**WHAT IS BEING ASKED:** Copy everything from the line containing "the wicker basket" down to the end of the data below, requests included, and offset every x and y coordinate in the answers by -42.

**DATASET EXCERPTS:**
· · · ·

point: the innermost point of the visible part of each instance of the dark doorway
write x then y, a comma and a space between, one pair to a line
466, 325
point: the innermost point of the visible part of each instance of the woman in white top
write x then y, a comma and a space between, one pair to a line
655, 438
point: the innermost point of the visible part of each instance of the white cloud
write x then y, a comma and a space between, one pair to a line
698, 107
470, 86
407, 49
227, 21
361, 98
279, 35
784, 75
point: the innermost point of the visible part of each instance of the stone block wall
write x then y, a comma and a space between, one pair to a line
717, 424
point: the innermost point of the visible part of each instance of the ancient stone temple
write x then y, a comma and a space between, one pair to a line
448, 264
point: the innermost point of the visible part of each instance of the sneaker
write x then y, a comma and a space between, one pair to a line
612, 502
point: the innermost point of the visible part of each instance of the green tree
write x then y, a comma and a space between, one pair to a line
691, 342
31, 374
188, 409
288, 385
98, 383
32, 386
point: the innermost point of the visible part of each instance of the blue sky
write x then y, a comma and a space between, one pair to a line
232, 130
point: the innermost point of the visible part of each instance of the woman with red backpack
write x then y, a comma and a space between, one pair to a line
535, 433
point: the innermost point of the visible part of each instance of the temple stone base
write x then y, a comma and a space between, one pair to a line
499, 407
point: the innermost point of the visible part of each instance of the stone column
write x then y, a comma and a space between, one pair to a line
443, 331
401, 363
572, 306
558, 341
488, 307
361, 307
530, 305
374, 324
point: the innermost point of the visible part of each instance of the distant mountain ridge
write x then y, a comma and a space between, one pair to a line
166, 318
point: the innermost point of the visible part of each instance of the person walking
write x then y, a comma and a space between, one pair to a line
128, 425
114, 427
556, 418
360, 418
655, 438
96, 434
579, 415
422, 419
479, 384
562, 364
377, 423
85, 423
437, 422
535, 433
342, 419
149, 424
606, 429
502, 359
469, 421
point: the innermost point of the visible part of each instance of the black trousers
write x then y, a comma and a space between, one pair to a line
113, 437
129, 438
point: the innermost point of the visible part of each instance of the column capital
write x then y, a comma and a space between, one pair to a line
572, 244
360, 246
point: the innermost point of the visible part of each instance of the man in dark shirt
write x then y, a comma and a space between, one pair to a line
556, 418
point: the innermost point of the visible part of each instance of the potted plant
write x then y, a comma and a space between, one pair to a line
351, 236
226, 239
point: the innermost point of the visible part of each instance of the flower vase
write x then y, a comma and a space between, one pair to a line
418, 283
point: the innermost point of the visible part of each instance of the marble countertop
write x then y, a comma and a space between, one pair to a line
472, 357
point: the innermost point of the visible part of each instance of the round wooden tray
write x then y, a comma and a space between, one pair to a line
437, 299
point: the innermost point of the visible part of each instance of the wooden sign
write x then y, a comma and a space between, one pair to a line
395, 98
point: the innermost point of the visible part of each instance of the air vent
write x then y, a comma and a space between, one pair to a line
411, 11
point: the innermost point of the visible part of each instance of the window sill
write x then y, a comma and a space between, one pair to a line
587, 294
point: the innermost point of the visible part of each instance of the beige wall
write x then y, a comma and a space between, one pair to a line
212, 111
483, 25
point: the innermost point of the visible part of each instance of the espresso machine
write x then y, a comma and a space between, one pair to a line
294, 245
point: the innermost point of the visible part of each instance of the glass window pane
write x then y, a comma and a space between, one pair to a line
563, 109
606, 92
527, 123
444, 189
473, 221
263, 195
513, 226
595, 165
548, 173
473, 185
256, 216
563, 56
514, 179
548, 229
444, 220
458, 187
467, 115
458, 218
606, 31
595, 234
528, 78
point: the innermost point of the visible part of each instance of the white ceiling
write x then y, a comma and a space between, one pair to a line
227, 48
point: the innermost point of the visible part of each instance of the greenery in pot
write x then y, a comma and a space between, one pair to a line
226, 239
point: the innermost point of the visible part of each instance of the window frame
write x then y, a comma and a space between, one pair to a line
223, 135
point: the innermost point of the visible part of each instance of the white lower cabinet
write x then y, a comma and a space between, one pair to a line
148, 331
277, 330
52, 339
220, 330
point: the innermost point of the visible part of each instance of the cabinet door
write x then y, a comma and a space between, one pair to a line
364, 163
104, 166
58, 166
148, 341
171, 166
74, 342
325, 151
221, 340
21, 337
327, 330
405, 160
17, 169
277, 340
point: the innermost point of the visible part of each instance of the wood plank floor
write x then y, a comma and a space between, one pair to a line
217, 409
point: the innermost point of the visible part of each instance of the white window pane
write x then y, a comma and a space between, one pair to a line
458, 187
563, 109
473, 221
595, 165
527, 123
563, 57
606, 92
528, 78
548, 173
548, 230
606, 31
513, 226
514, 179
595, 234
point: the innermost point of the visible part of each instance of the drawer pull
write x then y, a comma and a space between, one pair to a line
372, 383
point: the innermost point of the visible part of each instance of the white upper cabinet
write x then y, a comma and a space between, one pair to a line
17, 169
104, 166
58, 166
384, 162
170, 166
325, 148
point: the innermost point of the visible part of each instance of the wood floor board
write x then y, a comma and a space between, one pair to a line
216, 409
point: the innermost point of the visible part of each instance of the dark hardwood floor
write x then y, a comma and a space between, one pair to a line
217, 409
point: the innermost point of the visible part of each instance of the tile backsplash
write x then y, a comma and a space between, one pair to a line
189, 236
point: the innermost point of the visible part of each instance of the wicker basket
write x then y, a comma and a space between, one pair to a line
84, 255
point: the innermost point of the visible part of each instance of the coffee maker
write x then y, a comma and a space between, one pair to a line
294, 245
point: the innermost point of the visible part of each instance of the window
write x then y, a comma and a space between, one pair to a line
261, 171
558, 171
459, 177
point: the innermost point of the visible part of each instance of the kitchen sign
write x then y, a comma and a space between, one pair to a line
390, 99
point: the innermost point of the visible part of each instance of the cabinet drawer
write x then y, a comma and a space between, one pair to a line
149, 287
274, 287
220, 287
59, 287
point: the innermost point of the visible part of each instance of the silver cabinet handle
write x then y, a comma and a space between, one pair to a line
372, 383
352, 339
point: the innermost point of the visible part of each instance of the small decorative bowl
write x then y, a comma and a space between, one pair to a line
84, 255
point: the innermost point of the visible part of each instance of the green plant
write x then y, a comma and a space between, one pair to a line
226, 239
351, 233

· · · ·

**COMPLETED TASK:**
point: the innermost point of the visible part of each instance of the wicker basket
write x then y, a comma and a space between, one pair to a line
42, 213
point: the innermost point of the visible part of each instance of the coffee maker
write x then y, a comma and a space between, one pair to a line
252, 203
point: the innermost point of the visible part of each instance of the window
write x then y, a comma and a space between, one pair to a line
219, 129
516, 129
417, 135
point: the innermost point of the visible part of each instance of the kitchen sign
write x then y, a comma and a space between, one pair to a line
348, 57
point: the innermost point of the visible part of each instance of the cabinet drawer
write x then y, a comma and a space between, one pair to a line
107, 245
232, 245
178, 245
17, 245
point: the innermost point of the visible part of each instance of the silver cabinet handle
write x then y, a comma and a space between, one pair to a line
330, 341
310, 297
point: the innermost point of the visible part of each instance of the small decorative bowl
write x then y, a comma and a space between, one pair to a line
42, 213
point: the innermost point of the visible part of each instance of the green plant
write x then y, a comma and a space between, one pair to a line
184, 197
309, 191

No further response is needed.